* QUESTIONS *
A) List each Chinese character printed in red on the drums in the Water Pail installation text, together with the English meaning given for it.
B) Set down the part of the Water Pail installation text that runs from "Video-essay" up to and including "get fresh water.", word for word.

----- SUPPLIED PASSAGE -----

Multimedia

Video-essay

ADSR Zine

Water Pail

(2021)

A sculpture and sound art installation about the artist’s Donna Chang’s intersectional Chinese-Australian identity and her mother’s and her maternal grandmother’s life in Hong Kong during the 1960s-80s. See more here.

The work is based on the stories we documented from Donna’s mother, Monica. Monica lived during Hong Kong’s water famine, and experienced significant hardship and poverty. As a young child Monica had to carry a pail of water up multiple flights of stairs everyday to get fresh water.

In a video work, Monica’s voice recounts the story of a family inheritance in which only men could take over assets, leaving Donna’s grandmother impoverished. The water pail represents the labour/burden that migrants, their descendants, and their forebears have to carry, and the intergenerational effects. It is also a reminder of the very real water crises we face.

The music is an immersive 8 channel haptic sound artwork responding to the stories and sculptural objects. Many of the water pails in Hong Kong during that time were repurposed cooking oil drums. The work explores their historical significance and sonic potential in an 8 channel array of these drums, each containing transducers that vibrates and distorts the surface of the metal. The red Chinese words imprinted on the drums say: 水 = water 女 = female 马 = horse 劳 = work 兔 = rabbit 家 = family – Donna’s mother was born in the year of horse and Donna, year of the rabbit, representing matriarchal lineage. While 8 drums was used for this installation, future iterations of this work could include any number of these pails (10, 16, 21, 40 etc.)  that fill the entire space. It will also include multiple percussion players. Donna performs a solo percussion piece on a bamboo/water pail structure (which sits on top of a lazy susan allowing her to turn it.) The work is a composer/performer theatrical piece devised in collaboration with Daniel. The music is inspired by the genres of contemporary classical, experimental music, and new music theatre. Drawing on Helmut Lachenmann’s musique concrète instrumentale, Mauricio Kagel’s absurdist instrumental music theatre, and Harry Partch’s instrument building. The solo performance is accompanied by the ‘oil drum chorus’.

----- EXTRACTED DATA -----

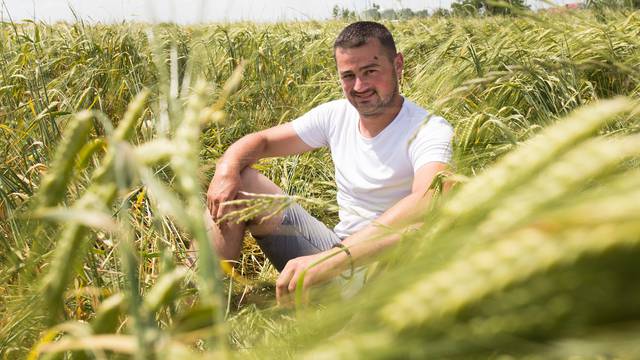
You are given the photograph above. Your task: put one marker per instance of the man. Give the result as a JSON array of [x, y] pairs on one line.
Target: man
[[385, 159]]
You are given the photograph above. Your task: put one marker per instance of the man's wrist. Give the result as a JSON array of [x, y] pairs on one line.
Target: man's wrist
[[347, 263], [225, 168]]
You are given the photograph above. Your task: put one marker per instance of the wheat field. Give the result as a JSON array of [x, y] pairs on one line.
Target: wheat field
[[111, 133]]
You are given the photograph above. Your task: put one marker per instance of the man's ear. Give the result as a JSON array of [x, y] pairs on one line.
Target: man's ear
[[398, 64]]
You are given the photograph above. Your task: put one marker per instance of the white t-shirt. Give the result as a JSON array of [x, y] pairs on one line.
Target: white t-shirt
[[372, 174]]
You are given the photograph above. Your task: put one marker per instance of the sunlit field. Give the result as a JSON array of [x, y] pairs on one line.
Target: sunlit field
[[110, 134]]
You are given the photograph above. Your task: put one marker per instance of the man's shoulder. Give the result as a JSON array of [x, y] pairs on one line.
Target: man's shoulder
[[333, 105]]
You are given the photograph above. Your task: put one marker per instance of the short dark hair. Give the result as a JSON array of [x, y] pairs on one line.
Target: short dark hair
[[358, 33]]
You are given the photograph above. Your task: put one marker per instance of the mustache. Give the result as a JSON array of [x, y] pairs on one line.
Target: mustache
[[360, 93]]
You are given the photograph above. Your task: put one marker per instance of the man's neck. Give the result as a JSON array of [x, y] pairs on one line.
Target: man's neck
[[371, 126]]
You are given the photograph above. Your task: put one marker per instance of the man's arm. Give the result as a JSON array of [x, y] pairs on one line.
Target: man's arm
[[367, 242], [281, 140]]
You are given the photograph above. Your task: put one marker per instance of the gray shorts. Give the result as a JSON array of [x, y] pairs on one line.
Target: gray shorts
[[299, 234]]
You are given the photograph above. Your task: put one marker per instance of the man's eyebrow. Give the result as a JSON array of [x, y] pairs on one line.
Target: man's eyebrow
[[368, 66], [372, 65]]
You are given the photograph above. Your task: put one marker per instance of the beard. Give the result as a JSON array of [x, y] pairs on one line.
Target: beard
[[375, 103]]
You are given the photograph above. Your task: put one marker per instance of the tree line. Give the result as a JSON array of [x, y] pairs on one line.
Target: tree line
[[468, 8]]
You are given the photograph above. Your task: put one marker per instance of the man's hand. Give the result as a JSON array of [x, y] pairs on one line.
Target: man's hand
[[223, 187], [319, 273]]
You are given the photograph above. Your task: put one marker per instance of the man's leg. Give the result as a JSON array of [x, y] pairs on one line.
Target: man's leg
[[282, 237], [227, 237]]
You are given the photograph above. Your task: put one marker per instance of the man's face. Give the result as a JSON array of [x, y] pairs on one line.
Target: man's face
[[369, 77]]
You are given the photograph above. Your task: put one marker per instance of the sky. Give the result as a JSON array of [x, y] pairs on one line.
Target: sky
[[194, 11]]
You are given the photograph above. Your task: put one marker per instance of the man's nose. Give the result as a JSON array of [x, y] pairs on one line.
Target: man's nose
[[360, 85]]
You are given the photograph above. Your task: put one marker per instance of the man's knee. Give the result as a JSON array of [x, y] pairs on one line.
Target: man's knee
[[253, 182]]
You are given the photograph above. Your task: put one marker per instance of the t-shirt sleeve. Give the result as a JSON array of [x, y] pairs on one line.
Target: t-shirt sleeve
[[314, 127], [432, 143]]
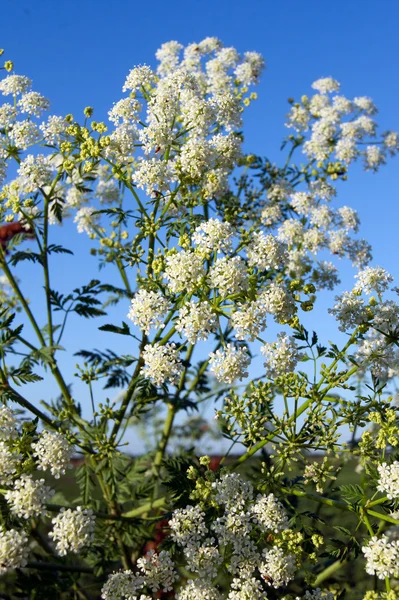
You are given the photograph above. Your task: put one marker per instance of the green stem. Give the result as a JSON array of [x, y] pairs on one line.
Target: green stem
[[144, 508], [383, 517], [327, 572], [58, 567], [21, 297], [317, 498], [163, 442]]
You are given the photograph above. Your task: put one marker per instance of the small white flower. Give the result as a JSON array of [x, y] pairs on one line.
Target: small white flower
[[229, 275], [269, 513], [281, 356], [35, 171], [188, 525], [9, 462], [373, 279], [8, 424], [382, 557], [266, 252], [389, 479], [230, 364], [213, 235], [14, 550], [158, 570], [147, 310], [72, 530], [196, 321], [184, 271], [123, 585], [53, 453], [33, 103], [161, 363], [29, 496], [13, 85], [277, 568], [326, 85]]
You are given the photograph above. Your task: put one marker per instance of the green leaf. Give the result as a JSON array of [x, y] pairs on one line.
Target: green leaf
[[124, 330]]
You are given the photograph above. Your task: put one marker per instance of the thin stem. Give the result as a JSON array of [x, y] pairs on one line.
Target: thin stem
[[58, 567], [327, 572]]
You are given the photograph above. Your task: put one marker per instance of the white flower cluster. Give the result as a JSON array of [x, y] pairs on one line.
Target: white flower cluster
[[147, 310], [9, 462], [155, 571], [53, 453], [8, 424], [281, 356], [269, 513], [196, 321], [204, 548], [266, 252], [277, 568], [388, 482], [214, 236], [161, 363], [85, 220], [188, 96], [249, 321], [239, 537], [14, 550], [72, 530], [29, 496], [382, 557], [230, 364], [228, 275], [184, 271], [341, 126]]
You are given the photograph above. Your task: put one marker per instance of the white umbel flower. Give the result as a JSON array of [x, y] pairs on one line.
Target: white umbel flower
[[249, 321], [13, 85], [281, 356], [158, 570], [147, 310], [229, 275], [198, 589], [161, 363], [373, 279], [326, 85], [230, 363], [277, 568], [123, 585], [14, 550], [188, 525], [232, 491], [28, 497], [266, 252], [84, 219], [246, 588], [184, 271], [53, 453], [389, 479], [196, 321], [213, 236], [35, 171], [382, 557], [269, 514], [72, 530], [33, 103], [9, 462], [8, 424]]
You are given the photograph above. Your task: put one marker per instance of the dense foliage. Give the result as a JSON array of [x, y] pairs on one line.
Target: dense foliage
[[211, 245]]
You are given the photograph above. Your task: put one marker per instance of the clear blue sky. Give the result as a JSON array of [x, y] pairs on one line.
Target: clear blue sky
[[78, 53]]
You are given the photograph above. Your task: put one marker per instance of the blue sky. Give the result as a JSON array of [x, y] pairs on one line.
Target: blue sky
[[79, 52]]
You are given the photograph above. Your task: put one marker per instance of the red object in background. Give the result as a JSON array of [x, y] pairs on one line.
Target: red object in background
[[8, 231]]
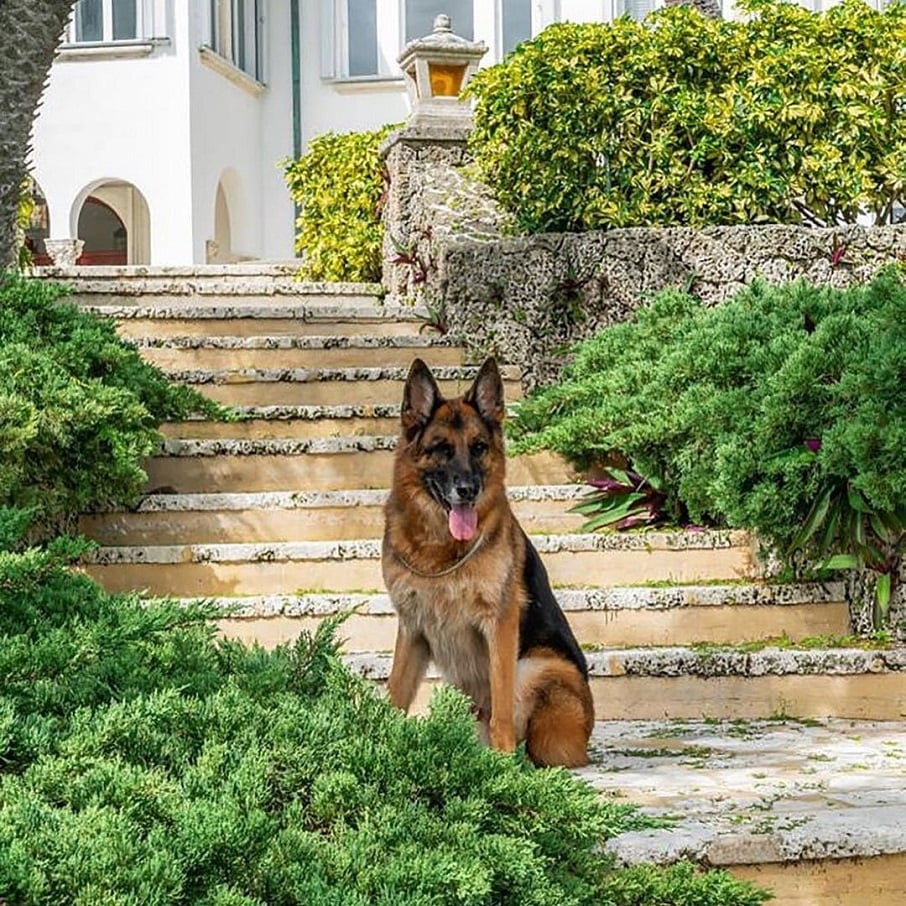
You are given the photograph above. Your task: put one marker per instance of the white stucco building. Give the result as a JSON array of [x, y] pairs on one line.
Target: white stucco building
[[162, 131]]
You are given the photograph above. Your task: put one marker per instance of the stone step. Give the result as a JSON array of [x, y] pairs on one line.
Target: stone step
[[101, 277], [685, 683], [309, 516], [288, 422], [220, 570], [814, 811], [232, 321], [288, 352], [327, 386], [622, 616], [275, 279], [272, 316], [193, 467]]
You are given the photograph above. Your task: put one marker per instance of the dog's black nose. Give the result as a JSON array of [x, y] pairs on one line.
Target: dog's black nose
[[465, 488]]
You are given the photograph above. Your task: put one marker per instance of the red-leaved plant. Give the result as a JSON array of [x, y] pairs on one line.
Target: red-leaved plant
[[622, 499]]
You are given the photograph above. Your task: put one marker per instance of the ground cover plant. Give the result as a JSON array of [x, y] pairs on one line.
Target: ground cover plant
[[79, 408], [783, 115], [142, 760], [780, 411], [338, 186]]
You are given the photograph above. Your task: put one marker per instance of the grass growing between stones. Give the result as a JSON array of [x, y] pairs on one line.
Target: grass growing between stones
[[142, 760]]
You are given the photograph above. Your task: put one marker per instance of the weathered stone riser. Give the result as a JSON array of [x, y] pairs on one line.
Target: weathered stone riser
[[875, 881], [245, 390], [277, 428], [162, 328], [268, 575], [866, 696], [727, 625], [312, 472], [314, 524], [184, 359]]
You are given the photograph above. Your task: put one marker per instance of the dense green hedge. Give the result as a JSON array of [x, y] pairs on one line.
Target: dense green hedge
[[78, 406], [337, 185], [781, 411], [143, 761], [782, 116]]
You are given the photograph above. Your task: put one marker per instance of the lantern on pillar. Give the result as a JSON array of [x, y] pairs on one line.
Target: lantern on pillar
[[437, 68]]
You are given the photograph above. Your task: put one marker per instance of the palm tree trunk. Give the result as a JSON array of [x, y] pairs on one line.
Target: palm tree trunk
[[30, 31]]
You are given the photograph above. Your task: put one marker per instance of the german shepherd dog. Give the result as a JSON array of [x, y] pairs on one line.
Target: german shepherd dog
[[470, 590]]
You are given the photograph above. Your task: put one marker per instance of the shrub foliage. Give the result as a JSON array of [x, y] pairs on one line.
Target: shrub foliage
[[784, 116], [781, 411], [78, 406], [338, 186], [144, 761]]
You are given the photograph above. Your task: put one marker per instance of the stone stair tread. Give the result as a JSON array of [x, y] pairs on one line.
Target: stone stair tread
[[312, 499], [320, 375], [307, 341], [755, 792], [295, 446], [278, 308], [313, 412], [711, 662], [370, 548], [626, 597]]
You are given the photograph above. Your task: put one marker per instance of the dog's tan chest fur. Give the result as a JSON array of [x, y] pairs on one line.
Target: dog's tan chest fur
[[447, 614]]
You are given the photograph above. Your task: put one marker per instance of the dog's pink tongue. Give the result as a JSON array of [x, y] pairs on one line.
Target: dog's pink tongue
[[463, 522]]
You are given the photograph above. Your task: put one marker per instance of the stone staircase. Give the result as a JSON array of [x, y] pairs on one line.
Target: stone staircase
[[277, 516]]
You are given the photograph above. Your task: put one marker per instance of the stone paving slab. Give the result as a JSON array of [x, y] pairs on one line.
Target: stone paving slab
[[754, 792]]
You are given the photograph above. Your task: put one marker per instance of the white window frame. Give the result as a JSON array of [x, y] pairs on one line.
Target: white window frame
[[221, 16], [487, 22], [335, 42], [142, 15]]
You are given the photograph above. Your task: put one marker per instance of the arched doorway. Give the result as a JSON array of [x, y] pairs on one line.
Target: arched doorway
[[114, 223], [220, 250], [38, 227], [103, 232]]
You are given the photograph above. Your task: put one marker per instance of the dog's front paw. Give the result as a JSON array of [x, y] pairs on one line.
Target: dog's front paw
[[502, 736]]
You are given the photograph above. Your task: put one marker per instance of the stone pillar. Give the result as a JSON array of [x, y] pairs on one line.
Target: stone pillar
[[64, 252], [437, 68], [412, 157]]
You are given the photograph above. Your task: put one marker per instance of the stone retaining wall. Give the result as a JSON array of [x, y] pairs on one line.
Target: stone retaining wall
[[532, 296]]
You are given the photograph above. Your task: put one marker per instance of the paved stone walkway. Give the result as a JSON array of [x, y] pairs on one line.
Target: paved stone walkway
[[753, 792]]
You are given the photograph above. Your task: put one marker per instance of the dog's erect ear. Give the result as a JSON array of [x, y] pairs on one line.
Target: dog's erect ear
[[420, 398], [486, 394]]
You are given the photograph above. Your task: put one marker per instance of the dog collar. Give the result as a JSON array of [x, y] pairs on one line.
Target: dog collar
[[444, 572]]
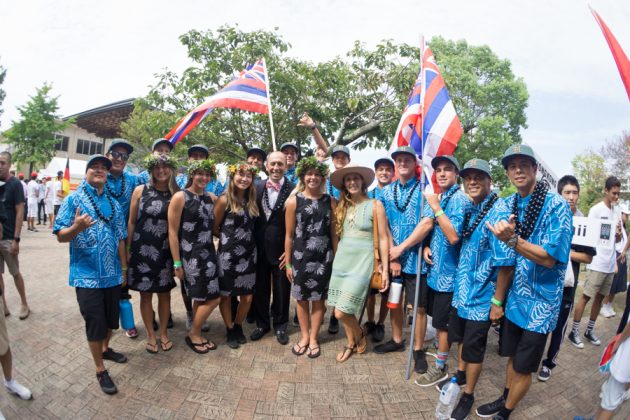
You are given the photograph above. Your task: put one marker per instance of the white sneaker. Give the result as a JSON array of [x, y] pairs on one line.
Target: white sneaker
[[20, 390]]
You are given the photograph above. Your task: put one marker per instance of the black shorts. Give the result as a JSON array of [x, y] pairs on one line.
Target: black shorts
[[99, 308], [473, 335], [525, 347], [409, 281], [439, 307]]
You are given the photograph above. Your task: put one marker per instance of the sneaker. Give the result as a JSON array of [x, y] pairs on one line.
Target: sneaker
[[592, 338], [544, 374], [379, 333], [463, 407], [432, 376], [389, 347], [107, 385], [575, 340], [110, 354], [18, 389], [420, 361], [188, 320], [491, 409], [132, 333]]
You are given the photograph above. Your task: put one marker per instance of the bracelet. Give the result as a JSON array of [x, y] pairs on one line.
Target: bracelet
[[496, 301]]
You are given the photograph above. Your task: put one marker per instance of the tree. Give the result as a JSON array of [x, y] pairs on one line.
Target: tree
[[355, 99], [33, 136], [590, 171], [3, 73]]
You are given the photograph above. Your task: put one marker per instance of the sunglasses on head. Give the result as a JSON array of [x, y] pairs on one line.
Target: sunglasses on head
[[119, 155]]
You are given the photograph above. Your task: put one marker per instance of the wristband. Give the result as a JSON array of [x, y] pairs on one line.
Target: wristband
[[496, 301]]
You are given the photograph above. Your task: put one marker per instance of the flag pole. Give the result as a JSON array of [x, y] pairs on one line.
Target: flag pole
[[422, 181], [273, 136]]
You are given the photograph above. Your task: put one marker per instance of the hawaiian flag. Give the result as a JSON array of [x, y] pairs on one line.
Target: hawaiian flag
[[249, 92], [623, 65], [429, 122]]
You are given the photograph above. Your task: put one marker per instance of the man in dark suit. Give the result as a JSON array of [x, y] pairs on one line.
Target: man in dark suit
[[271, 195]]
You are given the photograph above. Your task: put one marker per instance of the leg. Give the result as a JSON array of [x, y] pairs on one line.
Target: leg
[[146, 312]]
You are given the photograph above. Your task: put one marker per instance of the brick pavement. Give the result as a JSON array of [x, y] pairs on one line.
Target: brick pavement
[[260, 380]]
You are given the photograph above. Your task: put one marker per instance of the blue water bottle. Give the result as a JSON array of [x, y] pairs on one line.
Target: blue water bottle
[[126, 314]]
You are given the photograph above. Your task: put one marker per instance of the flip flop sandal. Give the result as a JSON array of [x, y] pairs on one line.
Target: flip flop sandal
[[300, 351], [197, 347], [151, 348], [314, 353], [166, 345]]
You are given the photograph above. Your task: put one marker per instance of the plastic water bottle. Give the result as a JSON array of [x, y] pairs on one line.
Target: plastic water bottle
[[126, 314], [395, 290], [447, 400]]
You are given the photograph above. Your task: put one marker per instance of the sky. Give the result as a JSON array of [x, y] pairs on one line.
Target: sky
[[98, 53]]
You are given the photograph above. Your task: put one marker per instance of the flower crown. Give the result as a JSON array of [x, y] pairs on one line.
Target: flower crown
[[311, 162], [153, 160], [204, 165], [242, 166]]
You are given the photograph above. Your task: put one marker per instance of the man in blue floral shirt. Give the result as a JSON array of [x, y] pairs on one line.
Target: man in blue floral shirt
[[540, 229], [485, 265], [94, 225]]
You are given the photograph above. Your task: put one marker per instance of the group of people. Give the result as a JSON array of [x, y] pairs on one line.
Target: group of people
[[297, 231]]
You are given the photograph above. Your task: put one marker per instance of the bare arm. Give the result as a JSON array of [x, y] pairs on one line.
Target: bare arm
[[289, 219], [383, 242], [219, 213]]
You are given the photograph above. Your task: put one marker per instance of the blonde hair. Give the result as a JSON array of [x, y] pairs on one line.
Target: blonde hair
[[343, 205], [233, 203]]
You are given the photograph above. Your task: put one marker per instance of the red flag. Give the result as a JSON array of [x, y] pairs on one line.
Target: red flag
[[620, 57]]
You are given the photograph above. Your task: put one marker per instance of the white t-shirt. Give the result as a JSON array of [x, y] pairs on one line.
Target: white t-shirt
[[605, 260], [56, 187], [33, 190]]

-----

* YOUR RESPONSES *
A)
水 = water
女 = female
马 = horse
劳 = work
兔 = rabbit
家 = family

B)
Video-essay

ADSR Zine

Water Pail

(2021)

A sculpture and sound art installation about the artist’s Donna Chang’s intersectional Chinese-Australian identity and her mother’s and her maternal grandmother’s life in Hong Kong during the 1960s-80s. See more here.

The work is based on the stories we documented from Donna’s mother, Monica. Monica lived during Hong Kong’s water famine, and experienced significant hardship and poverty. As a young child Monica had to carry a pail of water up multiple flights of stairs everyday to get fresh water.